* [Provided records]
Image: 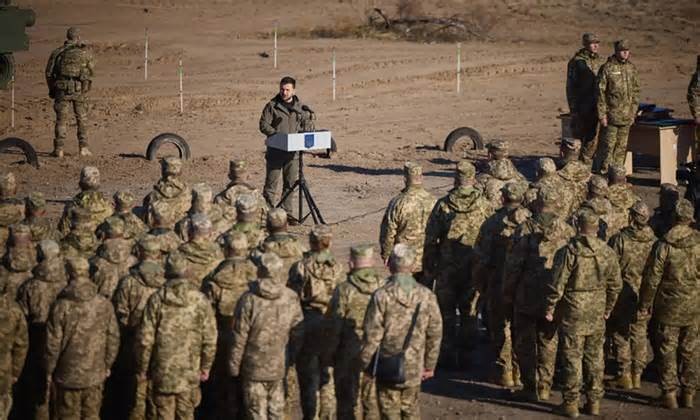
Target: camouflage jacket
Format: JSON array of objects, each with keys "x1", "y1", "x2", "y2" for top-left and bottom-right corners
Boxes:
[
  {"x1": 0, "y1": 290, "x2": 29, "y2": 396},
  {"x1": 46, "y1": 278, "x2": 119, "y2": 389},
  {"x1": 566, "y1": 48, "x2": 603, "y2": 114},
  {"x1": 544, "y1": 235, "x2": 622, "y2": 335},
  {"x1": 503, "y1": 213, "x2": 576, "y2": 316},
  {"x1": 136, "y1": 278, "x2": 216, "y2": 394},
  {"x1": 639, "y1": 225, "x2": 700, "y2": 326},
  {"x1": 379, "y1": 186, "x2": 436, "y2": 271},
  {"x1": 597, "y1": 55, "x2": 640, "y2": 125},
  {"x1": 229, "y1": 278, "x2": 304, "y2": 381}
]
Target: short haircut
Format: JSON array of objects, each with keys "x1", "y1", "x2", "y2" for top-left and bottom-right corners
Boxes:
[{"x1": 280, "y1": 76, "x2": 297, "y2": 88}]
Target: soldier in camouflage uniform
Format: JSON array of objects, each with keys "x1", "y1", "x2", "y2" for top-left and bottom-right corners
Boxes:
[
  {"x1": 17, "y1": 239, "x2": 68, "y2": 420},
  {"x1": 58, "y1": 166, "x2": 114, "y2": 235},
  {"x1": 143, "y1": 157, "x2": 192, "y2": 228},
  {"x1": 566, "y1": 32, "x2": 603, "y2": 165},
  {"x1": 289, "y1": 225, "x2": 343, "y2": 419},
  {"x1": 472, "y1": 182, "x2": 531, "y2": 387},
  {"x1": 607, "y1": 201, "x2": 656, "y2": 389},
  {"x1": 90, "y1": 217, "x2": 137, "y2": 301},
  {"x1": 214, "y1": 160, "x2": 269, "y2": 226},
  {"x1": 423, "y1": 160, "x2": 493, "y2": 365},
  {"x1": 544, "y1": 209, "x2": 622, "y2": 417},
  {"x1": 328, "y1": 245, "x2": 384, "y2": 420},
  {"x1": 135, "y1": 254, "x2": 216, "y2": 420},
  {"x1": 46, "y1": 27, "x2": 95, "y2": 158},
  {"x1": 0, "y1": 268, "x2": 28, "y2": 420},
  {"x1": 360, "y1": 244, "x2": 442, "y2": 420},
  {"x1": 202, "y1": 232, "x2": 258, "y2": 419},
  {"x1": 503, "y1": 187, "x2": 576, "y2": 401},
  {"x1": 379, "y1": 162, "x2": 436, "y2": 279},
  {"x1": 46, "y1": 257, "x2": 119, "y2": 420},
  {"x1": 596, "y1": 40, "x2": 640, "y2": 173},
  {"x1": 229, "y1": 253, "x2": 304, "y2": 420},
  {"x1": 639, "y1": 198, "x2": 700, "y2": 409}
]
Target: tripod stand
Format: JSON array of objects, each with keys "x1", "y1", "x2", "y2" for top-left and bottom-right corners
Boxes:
[{"x1": 277, "y1": 151, "x2": 326, "y2": 225}]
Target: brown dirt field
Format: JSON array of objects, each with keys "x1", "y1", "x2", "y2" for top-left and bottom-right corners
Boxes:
[{"x1": 0, "y1": 0, "x2": 700, "y2": 419}]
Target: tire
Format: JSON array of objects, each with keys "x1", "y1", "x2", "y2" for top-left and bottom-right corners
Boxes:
[
  {"x1": 0, "y1": 137, "x2": 39, "y2": 169},
  {"x1": 444, "y1": 127, "x2": 484, "y2": 153},
  {"x1": 146, "y1": 133, "x2": 192, "y2": 160}
]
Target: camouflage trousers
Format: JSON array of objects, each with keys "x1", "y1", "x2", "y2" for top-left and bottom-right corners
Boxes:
[
  {"x1": 53, "y1": 98, "x2": 88, "y2": 149},
  {"x1": 513, "y1": 311, "x2": 559, "y2": 391},
  {"x1": 559, "y1": 329, "x2": 605, "y2": 404},
  {"x1": 55, "y1": 384, "x2": 103, "y2": 420},
  {"x1": 377, "y1": 384, "x2": 420, "y2": 420},
  {"x1": 241, "y1": 379, "x2": 285, "y2": 420},
  {"x1": 656, "y1": 322, "x2": 698, "y2": 393},
  {"x1": 596, "y1": 124, "x2": 630, "y2": 173}
]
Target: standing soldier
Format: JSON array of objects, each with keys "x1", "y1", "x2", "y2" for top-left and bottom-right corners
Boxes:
[
  {"x1": 379, "y1": 162, "x2": 436, "y2": 280},
  {"x1": 46, "y1": 27, "x2": 95, "y2": 158},
  {"x1": 135, "y1": 254, "x2": 216, "y2": 419},
  {"x1": 596, "y1": 39, "x2": 639, "y2": 173},
  {"x1": 229, "y1": 253, "x2": 304, "y2": 419},
  {"x1": 360, "y1": 244, "x2": 442, "y2": 420},
  {"x1": 566, "y1": 32, "x2": 603, "y2": 165},
  {"x1": 608, "y1": 201, "x2": 656, "y2": 389},
  {"x1": 289, "y1": 225, "x2": 343, "y2": 419},
  {"x1": 544, "y1": 209, "x2": 622, "y2": 417},
  {"x1": 260, "y1": 76, "x2": 314, "y2": 214},
  {"x1": 328, "y1": 245, "x2": 384, "y2": 420},
  {"x1": 639, "y1": 198, "x2": 700, "y2": 409},
  {"x1": 46, "y1": 257, "x2": 119, "y2": 419},
  {"x1": 423, "y1": 160, "x2": 493, "y2": 365}
]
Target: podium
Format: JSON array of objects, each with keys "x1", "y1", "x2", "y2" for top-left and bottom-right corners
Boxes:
[{"x1": 265, "y1": 131, "x2": 331, "y2": 225}]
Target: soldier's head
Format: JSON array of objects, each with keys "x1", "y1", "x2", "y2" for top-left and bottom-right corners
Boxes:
[
  {"x1": 613, "y1": 39, "x2": 630, "y2": 62},
  {"x1": 280, "y1": 76, "x2": 297, "y2": 102},
  {"x1": 267, "y1": 208, "x2": 287, "y2": 233},
  {"x1": 389, "y1": 244, "x2": 416, "y2": 274},
  {"x1": 349, "y1": 244, "x2": 375, "y2": 270},
  {"x1": 309, "y1": 225, "x2": 333, "y2": 251},
  {"x1": 0, "y1": 172, "x2": 17, "y2": 200},
  {"x1": 79, "y1": 166, "x2": 100, "y2": 191},
  {"x1": 403, "y1": 162, "x2": 423, "y2": 187},
  {"x1": 581, "y1": 32, "x2": 600, "y2": 54}
]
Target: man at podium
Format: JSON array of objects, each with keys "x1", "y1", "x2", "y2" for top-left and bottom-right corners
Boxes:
[{"x1": 260, "y1": 76, "x2": 314, "y2": 218}]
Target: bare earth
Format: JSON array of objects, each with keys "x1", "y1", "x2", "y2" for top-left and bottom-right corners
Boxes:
[{"x1": 0, "y1": 0, "x2": 700, "y2": 419}]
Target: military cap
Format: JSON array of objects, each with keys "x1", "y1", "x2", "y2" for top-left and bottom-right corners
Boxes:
[
  {"x1": 581, "y1": 32, "x2": 600, "y2": 45},
  {"x1": 673, "y1": 198, "x2": 695, "y2": 222},
  {"x1": 613, "y1": 39, "x2": 630, "y2": 52}
]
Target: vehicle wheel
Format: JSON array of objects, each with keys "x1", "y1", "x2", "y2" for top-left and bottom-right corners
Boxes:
[
  {"x1": 146, "y1": 133, "x2": 192, "y2": 160},
  {"x1": 444, "y1": 127, "x2": 484, "y2": 155},
  {"x1": 0, "y1": 137, "x2": 39, "y2": 169}
]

* [Aim] Copy out each record shown above without alteration, skipping any picture.

* [Correct answer]
Image: 
Target: camouflage jacket
Format: JSON array of objects, each with keys "x1", "y1", "x2", "y2" for top-left and bottom-right corners
Boxes:
[
  {"x1": 0, "y1": 290, "x2": 29, "y2": 396},
  {"x1": 46, "y1": 278, "x2": 119, "y2": 389},
  {"x1": 566, "y1": 48, "x2": 603, "y2": 114},
  {"x1": 544, "y1": 235, "x2": 622, "y2": 335},
  {"x1": 503, "y1": 213, "x2": 576, "y2": 316},
  {"x1": 136, "y1": 278, "x2": 216, "y2": 394},
  {"x1": 639, "y1": 225, "x2": 700, "y2": 326},
  {"x1": 379, "y1": 186, "x2": 436, "y2": 271},
  {"x1": 597, "y1": 55, "x2": 640, "y2": 125},
  {"x1": 229, "y1": 278, "x2": 304, "y2": 381}
]
Target: short haircut
Format: JSON array of objects, each with keys "x1", "y1", "x2", "y2" for top-left and bottom-right corners
Boxes:
[{"x1": 280, "y1": 76, "x2": 297, "y2": 88}]
Target: soldier in camouflage uniform
Format: JSON array of objects, each with keys "x1", "y1", "x2", "y2" for top-left and bottom-right corners
Boxes:
[
  {"x1": 17, "y1": 239, "x2": 68, "y2": 420},
  {"x1": 58, "y1": 166, "x2": 114, "y2": 235},
  {"x1": 143, "y1": 157, "x2": 192, "y2": 228},
  {"x1": 566, "y1": 32, "x2": 603, "y2": 165},
  {"x1": 289, "y1": 225, "x2": 343, "y2": 419},
  {"x1": 472, "y1": 182, "x2": 531, "y2": 387},
  {"x1": 607, "y1": 201, "x2": 656, "y2": 389},
  {"x1": 90, "y1": 217, "x2": 137, "y2": 301},
  {"x1": 214, "y1": 160, "x2": 269, "y2": 226},
  {"x1": 423, "y1": 160, "x2": 493, "y2": 365},
  {"x1": 544, "y1": 209, "x2": 622, "y2": 417},
  {"x1": 328, "y1": 245, "x2": 384, "y2": 420},
  {"x1": 135, "y1": 254, "x2": 216, "y2": 420},
  {"x1": 46, "y1": 27, "x2": 95, "y2": 158},
  {"x1": 0, "y1": 268, "x2": 28, "y2": 420},
  {"x1": 360, "y1": 244, "x2": 442, "y2": 420},
  {"x1": 202, "y1": 232, "x2": 258, "y2": 419},
  {"x1": 503, "y1": 187, "x2": 576, "y2": 401},
  {"x1": 379, "y1": 162, "x2": 436, "y2": 279},
  {"x1": 46, "y1": 257, "x2": 119, "y2": 420},
  {"x1": 596, "y1": 40, "x2": 640, "y2": 173},
  {"x1": 229, "y1": 253, "x2": 304, "y2": 420},
  {"x1": 639, "y1": 198, "x2": 700, "y2": 409}
]
Target: tripod stand
Format: JSON array of objects, each with keys "x1", "y1", "x2", "y2" for top-left and bottom-right corners
Boxes:
[{"x1": 277, "y1": 151, "x2": 326, "y2": 225}]
Target: brown dirt field
Format: JSON array of objects, each with keys "x1", "y1", "x2", "y2" for top-left and bottom-right corners
Boxes:
[{"x1": 0, "y1": 0, "x2": 700, "y2": 419}]
Target: tire
Format: JSON array of objects, each with keys "x1", "y1", "x2", "y2" for top-left and bottom-right corners
Boxes:
[
  {"x1": 0, "y1": 137, "x2": 39, "y2": 169},
  {"x1": 444, "y1": 127, "x2": 484, "y2": 153},
  {"x1": 146, "y1": 133, "x2": 192, "y2": 160}
]
Target: camouflage trousers
Format: JSON array of objects, each with keys "x1", "y1", "x2", "y2" for top-left and bottom-right corners
Boxes:
[
  {"x1": 53, "y1": 98, "x2": 88, "y2": 149},
  {"x1": 513, "y1": 311, "x2": 559, "y2": 391},
  {"x1": 559, "y1": 329, "x2": 605, "y2": 404},
  {"x1": 55, "y1": 384, "x2": 103, "y2": 420},
  {"x1": 377, "y1": 384, "x2": 420, "y2": 420},
  {"x1": 241, "y1": 379, "x2": 285, "y2": 420},
  {"x1": 656, "y1": 322, "x2": 698, "y2": 393},
  {"x1": 596, "y1": 124, "x2": 630, "y2": 173}
]
Target: standing soldier
Format: JSON array of objects, each with keys "x1", "y1", "x2", "y2" for top-left and bottom-right corners
Boxes:
[
  {"x1": 379, "y1": 162, "x2": 436, "y2": 280},
  {"x1": 46, "y1": 27, "x2": 95, "y2": 158},
  {"x1": 135, "y1": 254, "x2": 216, "y2": 419},
  {"x1": 596, "y1": 39, "x2": 639, "y2": 173},
  {"x1": 229, "y1": 253, "x2": 304, "y2": 419},
  {"x1": 360, "y1": 244, "x2": 442, "y2": 420},
  {"x1": 566, "y1": 32, "x2": 603, "y2": 165},
  {"x1": 608, "y1": 201, "x2": 656, "y2": 389},
  {"x1": 289, "y1": 225, "x2": 343, "y2": 419},
  {"x1": 544, "y1": 209, "x2": 622, "y2": 417},
  {"x1": 260, "y1": 76, "x2": 314, "y2": 214},
  {"x1": 328, "y1": 245, "x2": 384, "y2": 420},
  {"x1": 639, "y1": 198, "x2": 700, "y2": 409},
  {"x1": 46, "y1": 257, "x2": 119, "y2": 419},
  {"x1": 423, "y1": 160, "x2": 493, "y2": 365}
]
Target: podium
Format: JSON array of objects, each with keys "x1", "y1", "x2", "y2" for top-left and bottom-right corners
Boxes:
[{"x1": 265, "y1": 131, "x2": 331, "y2": 225}]
Target: soldier's head
Format: JSON array of objects, each with keys "x1", "y1", "x2", "y2" for top-left and bottom-right corners
Boxes:
[
  {"x1": 613, "y1": 39, "x2": 630, "y2": 62},
  {"x1": 280, "y1": 76, "x2": 297, "y2": 102},
  {"x1": 267, "y1": 208, "x2": 287, "y2": 233},
  {"x1": 389, "y1": 244, "x2": 416, "y2": 274},
  {"x1": 349, "y1": 244, "x2": 375, "y2": 270},
  {"x1": 309, "y1": 225, "x2": 333, "y2": 251},
  {"x1": 0, "y1": 172, "x2": 17, "y2": 200},
  {"x1": 79, "y1": 166, "x2": 100, "y2": 191},
  {"x1": 403, "y1": 162, "x2": 423, "y2": 187},
  {"x1": 581, "y1": 32, "x2": 600, "y2": 54}
]
Target: man at podium
Format: JSON array of objects, each with keys "x1", "y1", "x2", "y2" for top-left and bottom-right corners
Boxes:
[{"x1": 260, "y1": 76, "x2": 314, "y2": 218}]
Target: bare earth
Format: JSON array of objects, each with keys "x1", "y1", "x2", "y2" for top-left and bottom-right corners
Boxes:
[{"x1": 0, "y1": 0, "x2": 700, "y2": 419}]
Target: military cap
Format: JSON array of objects, each with keys "x1", "y1", "x2", "y2" for top-left and bottom-right corners
Boxes:
[
  {"x1": 581, "y1": 32, "x2": 600, "y2": 45},
  {"x1": 673, "y1": 198, "x2": 695, "y2": 222},
  {"x1": 613, "y1": 39, "x2": 630, "y2": 52}
]
Target: vehicle wheel
Format: JSON array of objects, each with keys "x1", "y1", "x2", "y2" for top-left and bottom-right corners
Boxes:
[
  {"x1": 146, "y1": 133, "x2": 192, "y2": 160},
  {"x1": 444, "y1": 127, "x2": 484, "y2": 155},
  {"x1": 0, "y1": 137, "x2": 39, "y2": 169}
]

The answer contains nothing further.